TUJUAN TUGAS:
1. Kembalikan sebagian teks bacaan tanpa perubahan apa pun, mulai dari kata-kata yang memuat "18 August 2019" dan berhenti sesudah "untuk tingkat sekolah.".
2. Tolong sebutkan semua golongan orang yang dibedakan dalam teks bacaan berdasarkan kebiasaan membacanya.

TEKS BACAAN:
^^^^^^^^^^^^^^^^

Breaking

Post Top Ad

Your Ad Spot

18 August 2019

Malas Membaca Berarti Tak Independen

Baca Juga




Berdasarkan survei UNESCO minat membaca masyarakat Indonesia hanya mencapai angka 0.001 % yang berarti dalam seribu masyarakat hanya satu orang yang memiliki minat membaca. Tidak berhenti di situ, salah satu upaya yang dilakukan pemerintah lewat Peraturan Menteri Pendidikan dan Kebudayaan (Permendikbud) Nomor 23 Tahun 2015 Tentang Penumbuhan Budi Pekerti yang diwujudkan melalui wajib membaca 15 menit sebelum waktu pembelajaran dimulai untuk tingkat sekolah.

Memprihatinkan sekali ya? Di saat semua orang berharap bangsa ini semakin maju tetapi rakyatnya saja malas untuk membaca. Lupakan tentang berbagai pribahasa yang menyatakan betapa pentingnya membaca, kualitas pertanyaan orang saja bisa diukur dari sedalam apa dia membaca.

Malas membaca bukan menjadikan orang bodoh hanya saja tidak membaca membuat kita terlihat gugup dan penuh omong kosong. Membaca bukan berarti sekedar mengeja tulisan di buku namun seberapa besar kita memahami apa yang tertera. Jika hanya sekedar membaca, anak sekolah dasar pun tentu bisa melakukannya.

Betapa selama ini kita melihat perbedaan yang mencolok atas orang yang suka membaca dan memahami dengan orang yang hanya membaca saja dan orang yang sama sekali tidak suka membaca. Biasanya orang yang sekedar membaca saja lebih terlihat sok tahu dan ingin terlihat pintar di hadapan orang banyak sedangkan orang yang sama sekali tidak membaca lebih sering terlihat gugup dan terbata-bata. Orang yang membaca dan memahami biasanya lebih “kalem” dan tenang. Tak banyak bicara karena ia tahu bagaimana harus menempatkan diri. Tak heran, orang jualan rokok lebih akaya dibanding berjualan buku.

Bagaimana pun, membaca dan memahami merupakan dua hal yang penting. Tidak salah bila orang menyebut generasi Indonesia adalah generasi nol buku (puisi Taufiq Ismail). Ataukah membaca terlihat sebagai sesuatu yang individualis.?

^^^^^^^^^^^^^^^^

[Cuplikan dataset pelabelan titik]
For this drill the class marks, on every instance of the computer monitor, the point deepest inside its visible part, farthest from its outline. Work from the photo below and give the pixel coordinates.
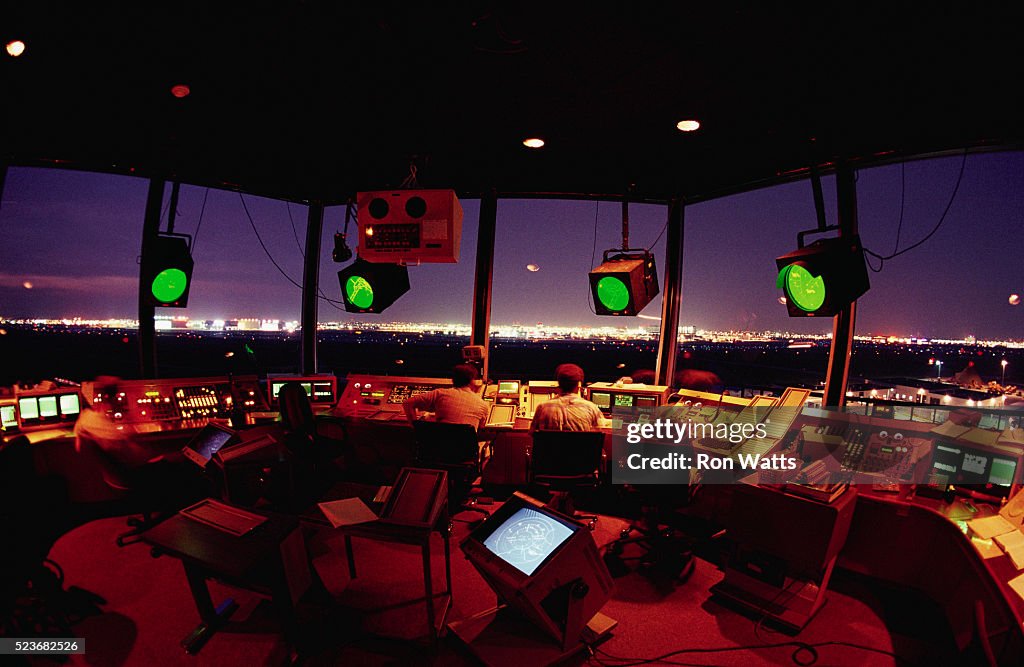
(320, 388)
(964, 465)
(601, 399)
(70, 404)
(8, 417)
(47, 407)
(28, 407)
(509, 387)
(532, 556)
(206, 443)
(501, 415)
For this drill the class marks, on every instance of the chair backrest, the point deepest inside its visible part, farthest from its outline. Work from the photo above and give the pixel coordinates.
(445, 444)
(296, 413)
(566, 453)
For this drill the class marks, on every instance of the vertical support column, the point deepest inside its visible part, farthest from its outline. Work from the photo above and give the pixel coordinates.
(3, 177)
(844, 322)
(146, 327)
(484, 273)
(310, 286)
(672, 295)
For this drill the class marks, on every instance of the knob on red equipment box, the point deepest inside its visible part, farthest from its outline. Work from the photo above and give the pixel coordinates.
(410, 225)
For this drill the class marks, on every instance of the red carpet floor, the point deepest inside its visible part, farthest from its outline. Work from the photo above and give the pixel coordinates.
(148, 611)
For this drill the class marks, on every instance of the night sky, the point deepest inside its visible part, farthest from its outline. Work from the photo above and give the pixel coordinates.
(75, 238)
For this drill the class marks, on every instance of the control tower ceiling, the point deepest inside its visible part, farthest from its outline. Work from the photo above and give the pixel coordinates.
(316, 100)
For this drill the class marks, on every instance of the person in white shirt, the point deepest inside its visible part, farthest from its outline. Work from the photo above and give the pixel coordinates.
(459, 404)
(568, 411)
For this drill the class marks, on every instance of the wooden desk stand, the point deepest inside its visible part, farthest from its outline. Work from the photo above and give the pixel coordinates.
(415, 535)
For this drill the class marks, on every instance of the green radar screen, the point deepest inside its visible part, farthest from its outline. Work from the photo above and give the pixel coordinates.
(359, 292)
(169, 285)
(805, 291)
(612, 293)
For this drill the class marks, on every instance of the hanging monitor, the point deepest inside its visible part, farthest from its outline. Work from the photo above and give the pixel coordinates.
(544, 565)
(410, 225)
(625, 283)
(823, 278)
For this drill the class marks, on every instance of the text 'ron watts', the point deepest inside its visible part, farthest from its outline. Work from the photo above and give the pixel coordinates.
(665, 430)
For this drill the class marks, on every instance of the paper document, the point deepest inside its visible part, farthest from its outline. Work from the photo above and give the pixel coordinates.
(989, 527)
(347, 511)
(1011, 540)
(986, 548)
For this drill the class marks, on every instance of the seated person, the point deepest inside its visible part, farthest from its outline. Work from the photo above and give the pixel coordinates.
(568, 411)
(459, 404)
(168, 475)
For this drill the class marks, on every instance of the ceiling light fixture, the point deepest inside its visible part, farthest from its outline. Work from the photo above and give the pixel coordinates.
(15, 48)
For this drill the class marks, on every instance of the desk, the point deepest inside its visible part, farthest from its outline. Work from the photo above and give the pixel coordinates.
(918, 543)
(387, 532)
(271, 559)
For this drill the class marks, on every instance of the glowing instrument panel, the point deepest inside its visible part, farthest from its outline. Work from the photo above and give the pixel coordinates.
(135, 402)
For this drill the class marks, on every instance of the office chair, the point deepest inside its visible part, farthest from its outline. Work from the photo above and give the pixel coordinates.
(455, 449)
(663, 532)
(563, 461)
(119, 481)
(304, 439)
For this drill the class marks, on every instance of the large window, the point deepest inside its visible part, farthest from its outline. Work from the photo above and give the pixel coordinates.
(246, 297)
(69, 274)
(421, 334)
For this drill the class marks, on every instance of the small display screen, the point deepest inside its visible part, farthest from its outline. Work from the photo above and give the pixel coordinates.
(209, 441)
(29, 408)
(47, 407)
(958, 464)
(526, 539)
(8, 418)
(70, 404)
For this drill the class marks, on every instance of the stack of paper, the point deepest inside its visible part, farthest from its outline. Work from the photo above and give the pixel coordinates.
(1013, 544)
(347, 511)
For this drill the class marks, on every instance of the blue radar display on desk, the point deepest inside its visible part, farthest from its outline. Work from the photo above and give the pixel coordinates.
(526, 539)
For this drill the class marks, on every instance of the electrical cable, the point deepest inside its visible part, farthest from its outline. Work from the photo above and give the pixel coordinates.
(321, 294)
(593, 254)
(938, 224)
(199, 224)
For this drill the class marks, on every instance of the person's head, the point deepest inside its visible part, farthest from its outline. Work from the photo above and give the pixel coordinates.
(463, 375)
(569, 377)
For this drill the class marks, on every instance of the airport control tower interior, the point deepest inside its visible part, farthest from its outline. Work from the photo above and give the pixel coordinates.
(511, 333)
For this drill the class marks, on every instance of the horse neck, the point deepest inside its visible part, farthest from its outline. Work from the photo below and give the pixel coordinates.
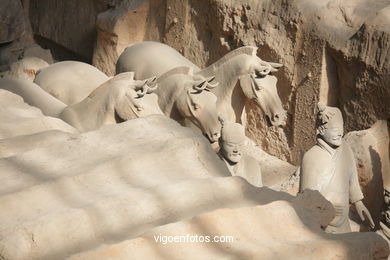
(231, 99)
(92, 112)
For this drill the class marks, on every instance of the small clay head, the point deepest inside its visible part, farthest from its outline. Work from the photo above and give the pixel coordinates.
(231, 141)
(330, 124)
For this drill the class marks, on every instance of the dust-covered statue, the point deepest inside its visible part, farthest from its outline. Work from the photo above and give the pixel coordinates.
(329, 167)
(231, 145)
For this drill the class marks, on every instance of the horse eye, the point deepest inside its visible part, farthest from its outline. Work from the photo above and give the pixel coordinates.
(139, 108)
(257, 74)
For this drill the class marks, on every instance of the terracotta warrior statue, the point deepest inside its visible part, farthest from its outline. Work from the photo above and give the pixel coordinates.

^^^^^^^^^^^^^^^^

SOAL TERJAWAB:
1.
18 August 2019

Malas Membaca Berarti Tak Independen

Baca Juga




Berdasarkan survei UNESCO minat membaca masyarakat Indonesia hanya mencapai angka 0.001 % yang berarti dalam seribu masyarakat hanya satu orang yang memiliki minat membaca. Tidak berhenti di situ, salah satu upaya yang dilakukan pemerintah lewat Peraturan Menteri Pendidikan dan Kebudayaan (Permendikbud) Nomor 23 Tahun 2015 Tentang Penumbuhan Budi Pekerti yang diwujudkan melalui wajib membaca 15 menit sebelum waktu pembelajaran dimulai untuk tingkat sekolah.

2.
- orang yang suka membaca dan memahami
- orang yang hanya membaca saja
- orang yang sama sekali tidak suka membaca